═════ Extract to read ═════

Acquisitions and disposals of investments

Changes in ownership interest in subsidiaries as a result of non-controlling interest transactions

The Group had marginal increases and decreases in its shareholdings in some of its subsidiary companies due to transactions with minority shareholders.

Increase in investment in Max Healthcare Institute Limited

The Group invested R320 million in Max Healthcare Institute Limited (Max Healthcare) in November 2015, as its contribution to Max Healthcare’s acquisition of Saket City, renamed Max Smart Super Speciality Hospital (Max Smart).

Business combinations

Scanmed S.A. (Scanmed) acquired 100% of both Gastromed REM and Multimedycyna in October 2015 and November 2015 respectively, for a total consideration of R31 million. These companies are incorporated in Poland and had no significant contingent liabilities at the acquisition date.

On 31 October 2015, Scanmed acquired 100% of the Polska Grupa Medyczna Group (PGM), incorporated in Poland. The Company had no significant contingent liabilities at the acquisition date.

The following presents the impact of the PGM acquisition on the consolidated information of the Group for the period: R’m  
   Revenue 173  
   Net profit 37  
Details of the net assets acquired and goodwill are as follows:    
Total purchase consideration (685)  
   Cash portion (614)  
   Contingent consideration (71)  
   Fair value of net assets acquired 223  
Goodwill arising on acquisition (462)  

The contingent consideration is dependent on the business gaining additional contracts in the next 12 – 36 months.
The contingent consideration is calculated by applying the same EBITDA multiple used on the acquisition date.

The fair value of the assets and liabilities arising from the acquisition were as follows:
Acquiree
fair value
R’m
 
   Inventories 12  
   Trade and other receivables 56  
   Trade and other payables (44)  
   Cash and cash equivalents 54  
   Interest-bearing borrowings (47)  
   Property, plant and equipment 96  
   Intangible assets 134  
   Deferred tax (28)  
   Non-controlling interest (10)  
  223  
Since the initial acquisition, PGM increased its shareholding in one of its subsidiaries, PGM RCM, from 75% to 100%.    
Increase in ownership interest as follows:    
Total purchase consideration (24)

═════

Exercise instructions -
Pick up the note on acquisitions and disposals of investments where it stops and keep writing it.

═════ Data extract ═════

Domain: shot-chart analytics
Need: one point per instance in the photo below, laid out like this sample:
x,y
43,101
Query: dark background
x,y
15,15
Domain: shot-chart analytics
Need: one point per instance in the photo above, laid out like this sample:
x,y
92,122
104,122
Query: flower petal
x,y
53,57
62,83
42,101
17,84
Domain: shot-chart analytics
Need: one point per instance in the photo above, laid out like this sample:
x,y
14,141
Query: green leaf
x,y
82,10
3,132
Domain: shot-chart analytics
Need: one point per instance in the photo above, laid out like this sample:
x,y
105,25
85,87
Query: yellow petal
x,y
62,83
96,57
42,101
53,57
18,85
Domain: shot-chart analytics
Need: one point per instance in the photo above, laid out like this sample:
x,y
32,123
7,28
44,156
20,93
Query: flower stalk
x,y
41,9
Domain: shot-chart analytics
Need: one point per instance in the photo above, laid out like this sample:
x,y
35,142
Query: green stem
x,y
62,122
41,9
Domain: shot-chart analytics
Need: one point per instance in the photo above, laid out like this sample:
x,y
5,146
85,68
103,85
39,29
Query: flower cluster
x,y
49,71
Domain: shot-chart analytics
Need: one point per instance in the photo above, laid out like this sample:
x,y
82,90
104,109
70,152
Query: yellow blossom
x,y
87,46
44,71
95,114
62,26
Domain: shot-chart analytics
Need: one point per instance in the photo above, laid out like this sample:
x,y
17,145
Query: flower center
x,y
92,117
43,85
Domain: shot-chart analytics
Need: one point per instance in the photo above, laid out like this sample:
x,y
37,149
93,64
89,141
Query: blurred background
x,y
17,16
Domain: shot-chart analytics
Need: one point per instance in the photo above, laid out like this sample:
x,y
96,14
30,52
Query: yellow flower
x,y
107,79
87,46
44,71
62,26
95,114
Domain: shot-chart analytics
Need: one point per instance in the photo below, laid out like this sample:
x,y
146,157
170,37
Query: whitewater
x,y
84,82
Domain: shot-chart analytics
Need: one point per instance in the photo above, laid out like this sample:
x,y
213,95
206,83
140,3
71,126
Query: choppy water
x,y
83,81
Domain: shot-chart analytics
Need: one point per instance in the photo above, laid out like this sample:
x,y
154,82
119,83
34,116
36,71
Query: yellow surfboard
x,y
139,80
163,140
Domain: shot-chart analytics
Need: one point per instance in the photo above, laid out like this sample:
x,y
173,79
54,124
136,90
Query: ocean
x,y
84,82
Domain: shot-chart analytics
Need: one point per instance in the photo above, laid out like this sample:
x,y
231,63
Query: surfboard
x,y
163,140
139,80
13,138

═════

Output for this exercise -
   Cash portion (24)  
   Fair value of non-controlling interest recognised 11  
Increase in ownership interest in subsidiaries (13)  

Basis of presentation and accounting policies

The condensed consolidated interim financial statements contained in the interim report are prepared in accordance with the requirements of the JSE Limited Listings Requirements for preliminary reports, and the requirements of the Companies Act of South Africa applicable to summary financial statements, and are consistent with those applied in the previous consolidated annual financial statements. The Listings Requirements require preliminary reports to be prepared in accordance with the framework concepts and the measurement and recognition requirements of International Financial Reporting Standards (IFRS) and the South African Institute of Chartered Accountants (SAICA) Financial Reporting Guides as issued by the Accounting Practices Committee and Financial Pronouncements as issued by the Financial Reporting Standards Council and to also, as a minimum, contain the information required by IAS 34 Interim Financial Reporting.

These interim financial results have been prepared under the supervision of PP van der Westhuizen (CA(SA)), the Chief Financial Officer of the Group.

Unaudited results

The results for the period ended 31 March 2016 have not been reviewed or audited by the Group’s auditors.

The directors take full responsibility for the preparation of the interim report.